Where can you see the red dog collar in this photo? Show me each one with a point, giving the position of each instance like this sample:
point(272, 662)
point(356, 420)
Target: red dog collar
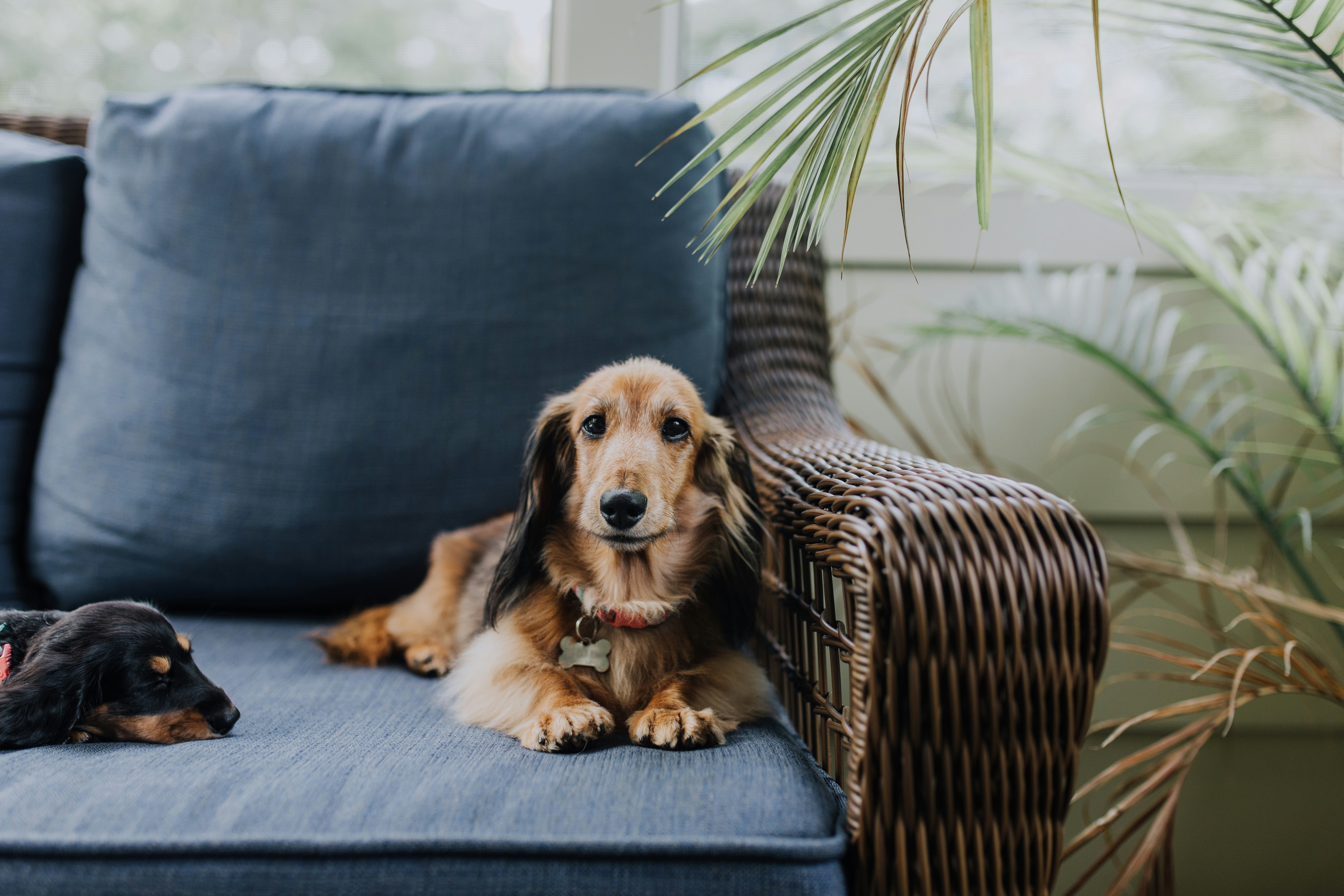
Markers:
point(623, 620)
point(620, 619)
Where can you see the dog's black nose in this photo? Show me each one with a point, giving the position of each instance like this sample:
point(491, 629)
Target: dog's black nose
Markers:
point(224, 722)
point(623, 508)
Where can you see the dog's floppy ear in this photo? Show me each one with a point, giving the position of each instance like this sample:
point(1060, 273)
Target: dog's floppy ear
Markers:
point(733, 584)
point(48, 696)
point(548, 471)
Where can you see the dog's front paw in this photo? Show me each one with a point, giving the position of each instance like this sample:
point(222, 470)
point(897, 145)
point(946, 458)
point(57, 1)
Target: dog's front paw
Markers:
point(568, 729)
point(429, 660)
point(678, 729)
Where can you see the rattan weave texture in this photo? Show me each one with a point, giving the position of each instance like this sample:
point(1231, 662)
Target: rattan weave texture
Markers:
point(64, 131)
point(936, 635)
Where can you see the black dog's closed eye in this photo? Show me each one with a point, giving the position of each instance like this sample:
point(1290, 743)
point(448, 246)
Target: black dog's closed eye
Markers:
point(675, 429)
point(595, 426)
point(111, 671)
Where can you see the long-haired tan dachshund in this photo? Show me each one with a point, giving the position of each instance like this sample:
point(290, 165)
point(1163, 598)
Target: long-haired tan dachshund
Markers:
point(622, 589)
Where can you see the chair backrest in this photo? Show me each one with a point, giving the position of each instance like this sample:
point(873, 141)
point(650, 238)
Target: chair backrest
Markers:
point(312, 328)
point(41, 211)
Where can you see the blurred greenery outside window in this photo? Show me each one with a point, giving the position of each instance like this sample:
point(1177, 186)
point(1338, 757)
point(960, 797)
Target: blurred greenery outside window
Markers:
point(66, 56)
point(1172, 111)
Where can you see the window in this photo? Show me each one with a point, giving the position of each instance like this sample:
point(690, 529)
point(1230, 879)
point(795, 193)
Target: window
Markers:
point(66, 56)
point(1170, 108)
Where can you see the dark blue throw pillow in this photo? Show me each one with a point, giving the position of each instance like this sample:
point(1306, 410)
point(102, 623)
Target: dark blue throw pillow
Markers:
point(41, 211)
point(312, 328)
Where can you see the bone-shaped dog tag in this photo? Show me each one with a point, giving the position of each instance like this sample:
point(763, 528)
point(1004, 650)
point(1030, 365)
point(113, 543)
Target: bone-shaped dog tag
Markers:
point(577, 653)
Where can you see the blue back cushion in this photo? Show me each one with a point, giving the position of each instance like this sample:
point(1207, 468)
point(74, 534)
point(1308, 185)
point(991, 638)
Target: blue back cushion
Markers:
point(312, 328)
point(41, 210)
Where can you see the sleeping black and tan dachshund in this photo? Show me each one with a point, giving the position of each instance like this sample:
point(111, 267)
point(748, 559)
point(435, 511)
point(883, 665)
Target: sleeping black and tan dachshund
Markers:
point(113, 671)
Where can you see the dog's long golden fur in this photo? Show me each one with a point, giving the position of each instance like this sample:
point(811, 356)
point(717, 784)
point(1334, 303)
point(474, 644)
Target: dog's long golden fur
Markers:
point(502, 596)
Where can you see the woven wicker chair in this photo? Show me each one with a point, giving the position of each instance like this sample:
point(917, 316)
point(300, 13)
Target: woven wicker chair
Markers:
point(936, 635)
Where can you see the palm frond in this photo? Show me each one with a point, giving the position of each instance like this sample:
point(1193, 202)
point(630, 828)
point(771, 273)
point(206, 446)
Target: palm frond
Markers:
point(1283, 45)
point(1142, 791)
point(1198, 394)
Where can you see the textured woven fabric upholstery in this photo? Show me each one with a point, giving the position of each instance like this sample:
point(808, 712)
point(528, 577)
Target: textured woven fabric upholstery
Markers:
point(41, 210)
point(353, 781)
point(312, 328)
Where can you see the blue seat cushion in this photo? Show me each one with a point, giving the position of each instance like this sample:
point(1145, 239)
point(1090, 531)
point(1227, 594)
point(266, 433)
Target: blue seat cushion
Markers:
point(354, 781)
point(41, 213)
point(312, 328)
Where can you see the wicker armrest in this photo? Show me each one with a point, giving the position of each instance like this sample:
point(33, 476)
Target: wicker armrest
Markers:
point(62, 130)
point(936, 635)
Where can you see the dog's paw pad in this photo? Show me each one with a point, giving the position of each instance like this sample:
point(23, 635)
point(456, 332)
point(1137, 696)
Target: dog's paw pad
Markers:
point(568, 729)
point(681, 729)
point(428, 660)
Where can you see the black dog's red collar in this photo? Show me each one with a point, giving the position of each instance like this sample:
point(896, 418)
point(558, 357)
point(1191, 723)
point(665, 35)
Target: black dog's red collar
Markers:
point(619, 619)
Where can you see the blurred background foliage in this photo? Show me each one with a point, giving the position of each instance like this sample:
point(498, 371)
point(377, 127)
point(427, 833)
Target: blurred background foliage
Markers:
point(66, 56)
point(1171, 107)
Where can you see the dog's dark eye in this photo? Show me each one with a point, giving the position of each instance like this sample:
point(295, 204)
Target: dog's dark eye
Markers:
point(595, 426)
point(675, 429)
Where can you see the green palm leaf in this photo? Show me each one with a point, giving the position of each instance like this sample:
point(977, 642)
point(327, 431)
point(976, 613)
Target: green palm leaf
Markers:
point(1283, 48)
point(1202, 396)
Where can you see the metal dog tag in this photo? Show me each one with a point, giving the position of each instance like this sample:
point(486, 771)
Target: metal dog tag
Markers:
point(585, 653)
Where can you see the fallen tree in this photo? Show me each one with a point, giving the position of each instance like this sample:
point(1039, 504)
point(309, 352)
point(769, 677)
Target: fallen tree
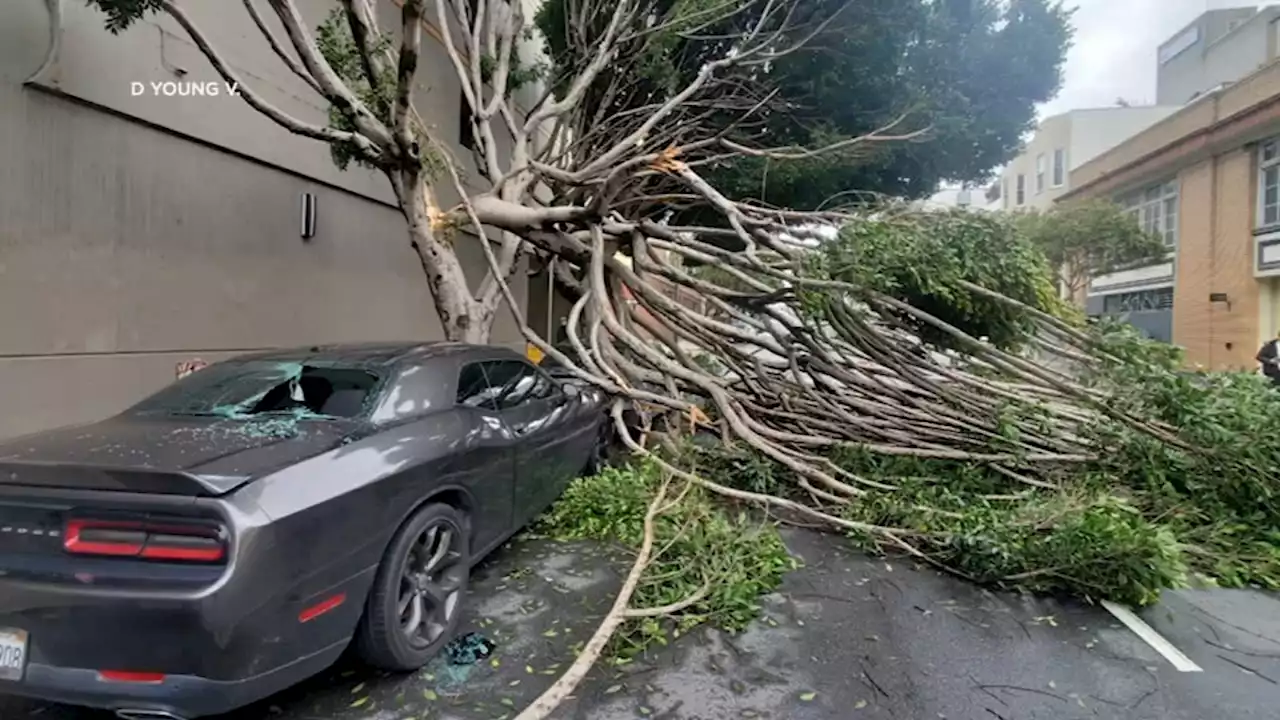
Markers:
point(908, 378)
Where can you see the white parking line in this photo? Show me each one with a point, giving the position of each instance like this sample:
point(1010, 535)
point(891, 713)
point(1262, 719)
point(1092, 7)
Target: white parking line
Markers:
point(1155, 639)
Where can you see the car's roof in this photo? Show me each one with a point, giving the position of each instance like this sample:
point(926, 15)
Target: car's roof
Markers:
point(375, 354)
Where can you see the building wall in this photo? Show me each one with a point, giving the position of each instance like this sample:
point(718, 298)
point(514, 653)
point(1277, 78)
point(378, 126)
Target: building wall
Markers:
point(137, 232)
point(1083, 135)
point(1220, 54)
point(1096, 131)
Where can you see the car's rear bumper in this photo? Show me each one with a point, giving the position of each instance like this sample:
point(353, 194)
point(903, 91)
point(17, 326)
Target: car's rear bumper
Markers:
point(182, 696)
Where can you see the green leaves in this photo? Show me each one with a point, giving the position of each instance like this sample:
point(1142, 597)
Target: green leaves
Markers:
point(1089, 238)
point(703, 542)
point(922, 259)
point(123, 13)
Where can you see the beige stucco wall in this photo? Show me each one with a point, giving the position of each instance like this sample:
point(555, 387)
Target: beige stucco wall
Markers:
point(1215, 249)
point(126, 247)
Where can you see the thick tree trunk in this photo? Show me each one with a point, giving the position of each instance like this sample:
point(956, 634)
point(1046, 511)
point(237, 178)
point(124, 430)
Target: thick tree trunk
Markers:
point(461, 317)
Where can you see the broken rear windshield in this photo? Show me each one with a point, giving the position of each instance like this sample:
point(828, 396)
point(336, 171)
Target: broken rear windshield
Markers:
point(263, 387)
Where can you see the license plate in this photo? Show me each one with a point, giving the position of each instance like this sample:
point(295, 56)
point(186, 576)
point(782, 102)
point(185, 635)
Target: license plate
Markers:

____________

● **Task to complete**
Output the listing unchanged, pictures excluded.

● **Response box**
Where can you see the red dog collar in this photo? Show me each one with a point, giving the position of each instance like this sample:
point(272, 662)
point(356, 420)
Target: red dog collar
Markers:
point(623, 620)
point(620, 619)
Where can you see the dog's black nose in this photo? Show me each one with a point, giving the position of each instance like this sample:
point(491, 629)
Target: dog's black nose
Markers:
point(224, 722)
point(623, 508)
Where can you see the dog's floppy ear in this photo? Show me each one with a point, giving the position of each instance like this sample:
point(1060, 273)
Target: dog's floppy ear
Markers:
point(733, 584)
point(48, 696)
point(548, 471)
Where can you see the dog's front paw in this photo? Show me each one with a point, giving the position of each instance like this sample:
point(222, 470)
point(897, 145)
point(946, 458)
point(57, 1)
Target: dog's front paw
Markers:
point(568, 729)
point(429, 660)
point(678, 729)
Where can you see the rattan weave texture in this photo? Show me each one with a point, giving the position of each instance like this sample:
point(1231, 662)
Target: rattan weave texture
Markers:
point(64, 131)
point(936, 635)
Where can you see the black dog's closed eye in this photo? Show me each one with a point, giving the position of each instance like this sample:
point(1290, 743)
point(448, 246)
Target: black dog's closed eye
Markers:
point(675, 429)
point(595, 426)
point(111, 671)
Where can you see the long-haired tan dachshund in this photo? Show me each one with a point, giving the position of each instance like this sample:
point(290, 165)
point(1163, 598)
Target: long-haired tan dachshund
Markers:
point(622, 589)
Where can you see the chair backrest in this photo? Show me each one with a point, giving the position of each instance like this sample:
point(873, 141)
point(650, 238)
Target: chair backrest
Markers:
point(312, 328)
point(41, 211)
Where can you see the blurred greenery outside window in this photo? Show me each one with a point, giving the position of each instance like this sample:
point(1177, 186)
point(1338, 757)
point(960, 797)
Target: blurred greenery outside window
Markers:
point(66, 56)
point(1172, 111)
Where can you see the window in this photo? Show me each one with a point, giving the position of each instance like this sample:
point(690, 529)
point(1230, 879)
point(795, 193)
Target: window
Markers:
point(66, 56)
point(1170, 108)
Where can you see the dark blue throw pillow in this photo? Show me each one with a point, giving the position of each instance like this sample:
point(1306, 410)
point(102, 623)
Target: dark blue throw pillow
Markers:
point(41, 211)
point(312, 328)
Where can you see the bone-shaped dog tag in this photo? Show me each one with a point, giving the position of each instance like this sample:
point(763, 528)
point(1004, 650)
point(1030, 365)
point(113, 543)
Target: bone-shaped dog tag
Markers:
point(577, 653)
Where can you see the blue back cushion in this photo? Show me each one with a point, giving the position of each instance like this sample:
point(1207, 468)
point(74, 534)
point(1308, 185)
point(991, 638)
Target: blue back cushion
Markers:
point(312, 328)
point(41, 210)
Where can you see the sleeping black and tan dachshund in this photo? Show me each one with a point, giving the position of each instance like this sample:
point(111, 267)
point(748, 559)
point(435, 511)
point(883, 665)
Target: sleeping black and tan dachshund
Markers:
point(113, 671)
Where can you see the dog's long golden fur in this photo? Show me each one with a point, giving the position of each instance like this sample:
point(811, 356)
point(717, 784)
point(1334, 303)
point(474, 644)
Target: dog's long golden fur
Markers:
point(502, 596)
Where can you see the woven wicker chair in this photo? Show me each one with a point, giving the position of each instance like this sample:
point(917, 316)
point(300, 13)
Target: woven wicker chair
Markers:
point(936, 635)
Where can you see the palm frond in this photo? Show me each one with a point, giving the position of each instance like this sample:
point(1193, 202)
point(630, 828)
point(771, 273)
point(206, 446)
Target: palm frond
Markers:
point(1283, 45)
point(1142, 791)
point(1198, 394)
Where can you see the textured woven fabric upholstery in this photo? Show me each one with a point, giving the position of each instance like this sample:
point(808, 712)
point(528, 577)
Target: textured woven fabric upholstery
Markers:
point(41, 210)
point(353, 781)
point(312, 328)
Where can you see the blue seat cushion in this photo? Show me each one with a point, giving the position of each instance like this sample:
point(1145, 239)
point(1090, 531)
point(1227, 594)
point(266, 433)
Target: blue seat cushion
Markers:
point(354, 781)
point(41, 213)
point(312, 328)
Where can you see the wicker armrest in this photo? Show me each one with a point, giving the position of each instance like this sample:
point(33, 476)
Target: wicker armrest
Markers:
point(62, 130)
point(936, 635)
Where can you see the dog's paw pad in this photo? Show me each one with a point, giving the position of each instance like this sample:
point(23, 635)
point(456, 332)
point(1137, 696)
Target: dog's paw pad
Markers:
point(568, 729)
point(681, 729)
point(428, 660)
Where can you see the black dog's red collar in this photo? Show me each one with a point, giving the position of each instance like this sample:
point(896, 418)
point(558, 357)
point(1191, 723)
point(665, 35)
Target: black dog's red collar
Markers:
point(619, 619)
Where can you see the blurred background foliage in this photo? Show me each one with a point, giving the position of each instance like this sample:
point(498, 371)
point(377, 127)
point(427, 833)
Target: blurred background foliage
Markers:
point(66, 56)
point(1171, 107)
Where can you see the dog's dark eye in this photo? Show me each one with a point, giving the position of each instance like this sample:
point(295, 204)
Target: dog's dark eye
Markers:
point(595, 426)
point(675, 429)
Where can you see the green palm leaf in this photo? Show me each one with a point, giving the position of each instance like this sample:
point(977, 642)
point(327, 431)
point(976, 613)
Target: green palm leaf
Markers:
point(1283, 48)
point(1202, 396)
Where can you see the metal dog tag in this photo? Show me each one with a point, giving the position of each instance like this sample:
point(486, 771)
Target: metal dog tag
Markers:
point(585, 653)
Where can you see the fallen tree in this photo? Show me each one with a point, giving the position of each instance like this sample:
point(1039, 504)
point(309, 352)
point(769, 677)
Target: fallen tree
Markers:
point(908, 378)
Where can you see the white parking line in this photo? Show me each one with a point, giving the position of each instance like this sample:
point(1010, 535)
point(891, 713)
point(1262, 719)
point(1092, 7)
Target: white parking line
Markers:
point(1155, 639)
Where can you see the car's roof in this photo? Show me each one with a point, giving the position of each instance like this sample:
point(926, 15)
Target: car's roof
Markers:
point(375, 354)
Where can you see the building wall in this photo? Show me each one with a point, giving the position of each instance like this sample:
point(718, 298)
point(514, 653)
point(1277, 78)
point(378, 126)
Target: building wall
Markers:
point(137, 232)
point(1083, 135)
point(1220, 54)
point(1096, 131)
Where can you see the car's rear bumper in this photo? Show me each one with a point, giving the position of each instance like this sample:
point(353, 194)
point(903, 91)
point(17, 326)
Target: car's rear bumper
Markers:
point(182, 696)
Where can you see the green leaves in this photo? Show me each one with a point, giving the position of each instance like this sample:
point(1142, 597)
Target: green leaves
Markers:
point(1089, 238)
point(703, 542)
point(922, 259)
point(123, 13)
Where can you see the beige stucco wall in this photo? Show me each one with a point, giving the position of each instance like this sample:
point(555, 387)
Target: beige stucco wall
Markers:
point(1215, 249)
point(126, 247)
Where can you see the thick tree trunk in this photo? Show me each one with a point, giving the position of each instance like this sample:
point(956, 634)
point(1046, 511)
point(237, 178)
point(124, 430)
Target: thick tree trunk
Markers:
point(461, 317)
Where can you see the broken rear windshield in this photo? Show me each one with a point, giving the position of each instance like this sample:
point(828, 396)
point(336, 171)
Target: broken rear windshield
Markers:
point(263, 387)
Where can you see the license plate in this photo? Show me each one with a point, giving the position of each instance like this sample:
point(295, 56)
point(186, 576)
point(782, 102)
point(185, 635)
Target: license plate
Markers:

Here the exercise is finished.